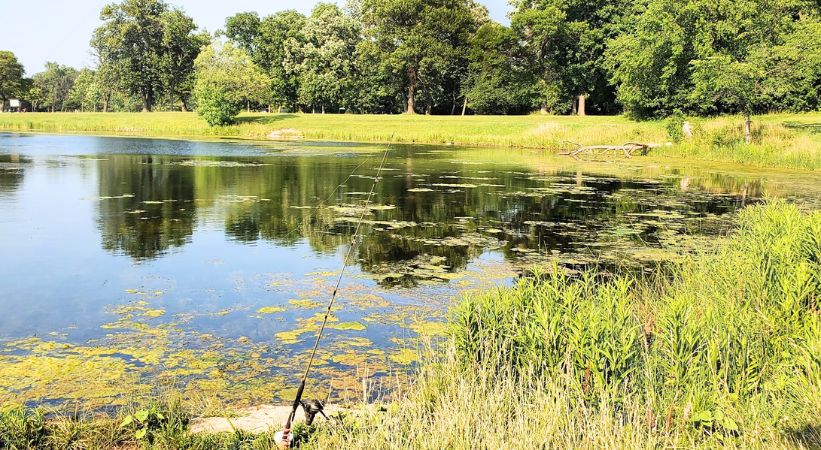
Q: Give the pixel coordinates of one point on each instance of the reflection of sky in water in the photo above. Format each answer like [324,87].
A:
[211,232]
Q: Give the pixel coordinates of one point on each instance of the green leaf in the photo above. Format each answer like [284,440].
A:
[702,416]
[729,424]
[142,416]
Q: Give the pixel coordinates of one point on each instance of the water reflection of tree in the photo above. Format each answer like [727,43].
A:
[12,172]
[146,204]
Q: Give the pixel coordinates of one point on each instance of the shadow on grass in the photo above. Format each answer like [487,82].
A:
[808,435]
[263,119]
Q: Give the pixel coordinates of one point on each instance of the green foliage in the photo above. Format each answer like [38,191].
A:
[149,48]
[720,353]
[324,58]
[50,89]
[675,130]
[422,45]
[566,41]
[498,80]
[225,79]
[21,428]
[704,57]
[266,41]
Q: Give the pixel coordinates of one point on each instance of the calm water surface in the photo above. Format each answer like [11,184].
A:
[187,260]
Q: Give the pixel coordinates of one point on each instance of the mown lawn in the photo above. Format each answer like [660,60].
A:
[720,139]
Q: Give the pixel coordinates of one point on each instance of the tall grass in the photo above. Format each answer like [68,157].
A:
[774,144]
[716,138]
[724,351]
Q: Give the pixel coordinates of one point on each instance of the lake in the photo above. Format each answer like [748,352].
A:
[129,264]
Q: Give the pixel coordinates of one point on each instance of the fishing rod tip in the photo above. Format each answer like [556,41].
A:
[284,439]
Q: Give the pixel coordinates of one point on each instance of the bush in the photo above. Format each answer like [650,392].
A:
[215,107]
[675,128]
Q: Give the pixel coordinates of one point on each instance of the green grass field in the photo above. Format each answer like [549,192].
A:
[717,139]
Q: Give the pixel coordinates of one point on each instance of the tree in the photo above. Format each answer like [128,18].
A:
[717,56]
[84,94]
[226,78]
[324,58]
[149,47]
[499,79]
[181,46]
[421,42]
[11,76]
[567,41]
[728,84]
[267,42]
[51,87]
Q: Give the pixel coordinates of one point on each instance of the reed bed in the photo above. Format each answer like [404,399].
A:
[722,350]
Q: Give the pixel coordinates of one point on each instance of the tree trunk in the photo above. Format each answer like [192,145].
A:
[411,91]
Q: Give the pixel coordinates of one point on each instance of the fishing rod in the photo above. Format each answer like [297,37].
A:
[284,437]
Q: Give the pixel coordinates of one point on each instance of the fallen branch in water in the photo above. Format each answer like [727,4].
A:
[628,149]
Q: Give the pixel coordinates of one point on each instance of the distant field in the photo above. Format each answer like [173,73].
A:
[716,138]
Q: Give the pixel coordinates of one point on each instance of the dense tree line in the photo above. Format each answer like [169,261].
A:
[648,58]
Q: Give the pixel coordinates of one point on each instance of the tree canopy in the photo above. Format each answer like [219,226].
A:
[11,76]
[150,46]
[226,80]
[647,58]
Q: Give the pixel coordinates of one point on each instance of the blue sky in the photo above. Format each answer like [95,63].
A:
[59,30]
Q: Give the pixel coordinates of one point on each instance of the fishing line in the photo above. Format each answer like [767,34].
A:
[285,441]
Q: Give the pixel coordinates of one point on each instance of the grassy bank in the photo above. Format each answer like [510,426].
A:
[723,350]
[715,139]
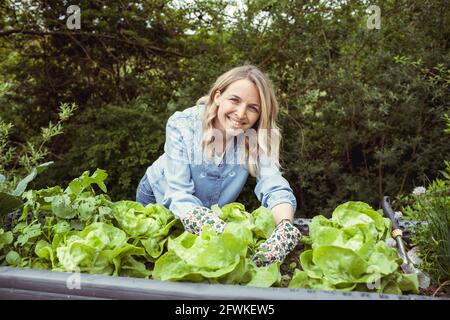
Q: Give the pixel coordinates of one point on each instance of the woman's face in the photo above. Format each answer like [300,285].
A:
[239,107]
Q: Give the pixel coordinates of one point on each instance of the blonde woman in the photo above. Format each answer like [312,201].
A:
[211,149]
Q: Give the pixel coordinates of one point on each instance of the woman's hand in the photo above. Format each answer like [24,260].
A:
[197,217]
[282,241]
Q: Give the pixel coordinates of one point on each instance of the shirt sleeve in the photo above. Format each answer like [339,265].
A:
[178,197]
[271,188]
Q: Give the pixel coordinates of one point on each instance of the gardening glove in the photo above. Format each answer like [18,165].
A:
[282,241]
[197,217]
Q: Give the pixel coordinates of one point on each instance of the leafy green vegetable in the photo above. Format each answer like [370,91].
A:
[223,258]
[349,250]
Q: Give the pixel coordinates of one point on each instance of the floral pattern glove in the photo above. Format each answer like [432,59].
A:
[282,241]
[197,217]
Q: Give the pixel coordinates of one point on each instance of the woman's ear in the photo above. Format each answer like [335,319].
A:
[216,97]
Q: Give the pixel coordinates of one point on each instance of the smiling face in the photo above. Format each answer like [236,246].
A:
[239,107]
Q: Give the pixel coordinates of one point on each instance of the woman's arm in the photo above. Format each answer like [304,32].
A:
[283,211]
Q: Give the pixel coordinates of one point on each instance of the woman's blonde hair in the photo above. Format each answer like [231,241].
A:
[268,140]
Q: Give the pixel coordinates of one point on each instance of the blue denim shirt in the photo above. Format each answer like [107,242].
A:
[182,178]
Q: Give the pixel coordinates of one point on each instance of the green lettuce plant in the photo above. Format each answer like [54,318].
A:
[349,252]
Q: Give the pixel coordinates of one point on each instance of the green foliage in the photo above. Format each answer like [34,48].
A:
[224,258]
[432,235]
[360,109]
[73,229]
[124,141]
[349,252]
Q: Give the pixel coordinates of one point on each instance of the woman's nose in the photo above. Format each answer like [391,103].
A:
[240,111]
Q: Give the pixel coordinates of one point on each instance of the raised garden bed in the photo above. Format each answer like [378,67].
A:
[25,283]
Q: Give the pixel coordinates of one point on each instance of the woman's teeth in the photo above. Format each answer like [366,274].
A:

■ Task instructions ■
Arrange every line of the records above as a numbered list, skipping any blank lines and leaving the pictures out.

■ Task answer ■
1. Q: Give the pixel coordinates of one point on each instance of the reflection of sky in water in the photo above. Format each answer like [324,87].
2. A:
3. [211,232]
4. Q: Give the pixel coordinates of one point on each instance of the green leaf in the photo above. Format each answer like [284,440].
5. A:
6. [702,416]
7. [729,424]
8. [142,416]
9. Q: Give the pixel coordinates of one point on each instance of the water reflection of tree in the photo above. Format each answer like [727,43].
10. A:
11. [12,172]
12. [146,204]
13. Q: Give the pixel coordinates of one point on each instance of the shadow on grass in the photo above. Format each answer like [487,82].
14. A:
15. [808,435]
16. [263,119]
17. Q: Give the pixel coordinates of one point on each instance of the green foliage in the photo above. Format each answer like [38,191].
18. A:
19. [149,48]
20. [720,353]
21. [324,58]
22. [50,89]
23. [675,130]
24. [422,45]
25. [566,41]
26. [498,80]
27. [225,79]
28. [21,428]
29. [704,57]
30. [266,41]
31. Q: Give the pixel coordinates of one point on each instance of the calm water surface in the photo above. Format each answer like [11,184].
32. A:
33. [187,260]
34. Q: Give the pixel coordinates of one point on each instance of the mown lawn in the photo above. Format each answer like [660,60].
35. A:
36. [720,139]
37. Q: Give the pixel coordinates of one point on each instance of the tall grass in the photo above. Format each answer like [68,157].
38. A:
39. [774,144]
40. [716,138]
41. [724,351]
42. Q: Give the pixel coordinates of one point on each instance of the lake in the photo above. Format each answer like [748,352].
43. A:
44. [129,264]
45. Q: Give the pixel coordinates of one point on each instance of the fishing rod tip in the photo above. Format each answer like [556,41].
46. A:
47. [284,439]
48. Q: Give the pixel coordinates of one point on each instance of the bush in the photo above. Format each answer like [650,392].
49. A:
50. [215,107]
51. [675,128]
52. Q: Give the pixel coordinates of one point on each instance of the green grass field in the photo above. Format each answer like [549,192].
53. A:
54. [717,139]
55. Q: Give the pixel coordinates of one point on each instance of the tree in the photo above. Format each answer like [128,18].
56. A:
57. [717,56]
58. [84,94]
59. [226,78]
60. [324,58]
61. [149,47]
62. [499,79]
63. [181,46]
64. [421,42]
65. [11,76]
66. [567,41]
67. [728,84]
68. [267,42]
69. [51,87]
70. Q: Give the pixel coordinates of one point on each instance of the reed bed in the photo above. Format each answer like [404,399].
71. A:
72. [722,350]
73. Q: Give the pixel coordinates of one point on each instance of the tree trunk in the photo above. Format each answer like [192,145].
74. A:
75. [411,91]
76. Q: Give the pixel coordinates of one point on each instance of the fishing rod in the photo above. Format each answer like [297,37].
77. A:
78. [284,437]
79. Q: Give the pixel coordinates of one point on each instance of the fallen branch in water in the photo above. Format each answer like [727,4].
80. A:
81. [628,149]
82. Q: Give the pixel coordinates of one point on each instance of the distant field in the photo above. Format each answer like [173,73].
83. A:
84. [716,138]
85. Q: Give the pixel coordinates of one point on each instance of the dense tree line in the photo above. Format each answer like [169,261].
86. A:
87. [648,58]
88. Q: Give the pixel coordinates of one point on each instance of the tree canopy in the photo above. Format each answer like [219,226].
89. A:
90. [11,76]
91. [150,46]
92. [226,80]
93. [647,58]
94. Q: Give the pixel coordinates of one point on each instance of the blue sky in the photo above. Format each answer like [95,63].
95. A:
96. [59,30]
97. Q: Give the pixel coordinates of one point on each instance of the fishing line in the photo above. Format each answer like [767,34].
98. A:
99. [285,441]
100. Q: Give the pixel coordinates of one point on each instance of the grassy bank in the photo above. Format each answer like [510,426].
101. A:
102. [723,350]
103. [715,139]
104. Q: Give the pixel coordinates of one point on each instance of the woman's face in the photo above. Format each answer like [300,285].
105. A:
106. [239,107]
107. Q: Give the pixel coordinates of one point on each instance of the blonde woman in the photo above. Format each answer like [312,201].
108. A:
109. [211,149]
110. Q: Give the pixel coordinates of one point on each instance of the woman's hand in the photo above. Format each answer like [24,260].
111. A:
112. [197,217]
113. [282,241]
114. Q: Give the pixel coordinates of one point on each instance of the shirt sleeve in the photo above. Format each answer like [339,265].
115. A:
116. [178,197]
117. [271,188]
118. Q: Give the pixel coordinates of one point on each instance of the gardening glove in the photo above. Format each answer like [18,165].
119. A:
120. [282,241]
121. [197,217]
122. Q: Give the pixel coordinates of one point on each instance of the leafy green vegetable in the photo above. Format each answer like [370,91].
123. A:
124. [223,258]
125. [349,250]
126. Q: Give the pixel coordinates of one point on each instance of the floral pattern glove in the photo above. Format each answer like [432,59].
127. A:
128. [282,241]
129. [197,217]
130. Q: Give the pixel coordinates of one point on each instance of the woman's ear in the photo above. Format each answer like [335,319].
131. A:
132. [216,97]
133. Q: Give the pixel coordinates of one point on each instance of the smiling face in the photo above. Format each answer like [236,246].
134. A:
135. [239,107]
136. Q: Give the pixel coordinates of one point on each instance of the woman's arm in the photo above. Format each answer like [304,32].
137. A:
138. [283,211]
139. Q: Give the pixel coordinates of one point on each instance of the woman's blonde hair in the photo above. Format each answer like [231,241].
140. A:
141. [268,140]
142. Q: Give the pixel coordinates of one point on each instance of the blue denim shirt in the photo above. Format each answer like [107,242].
143. A:
144. [182,178]
145. Q: Give the pixel coordinates of one point on each instance of the green lettuce plant in the photo above. Format each answer like [54,318].
146. A:
147. [349,252]
148. Q: Give the pixel coordinates of one point on each instance of the green foliage in the photo above. Format each answer like [34,48].
149. A:
150. [224,258]
151. [432,235]
152. [360,109]
153. [73,229]
154. [124,141]
155. [349,252]
156. Q: Give the pixel coordinates of one point on each instance of the woman's nose in the photo above. Format each answer like [391,103].
157. A:
158. [240,111]
159. Q: Give the pixel coordinates of one point on each instance of the raised garden bed in the photo above. Format each answer like [378,67].
160. A:
161. [25,283]
162. Q: Give the pixel coordinates of one point on each instance of the woman's teeth in the photo above. Format each answer like [366,274].
163. A:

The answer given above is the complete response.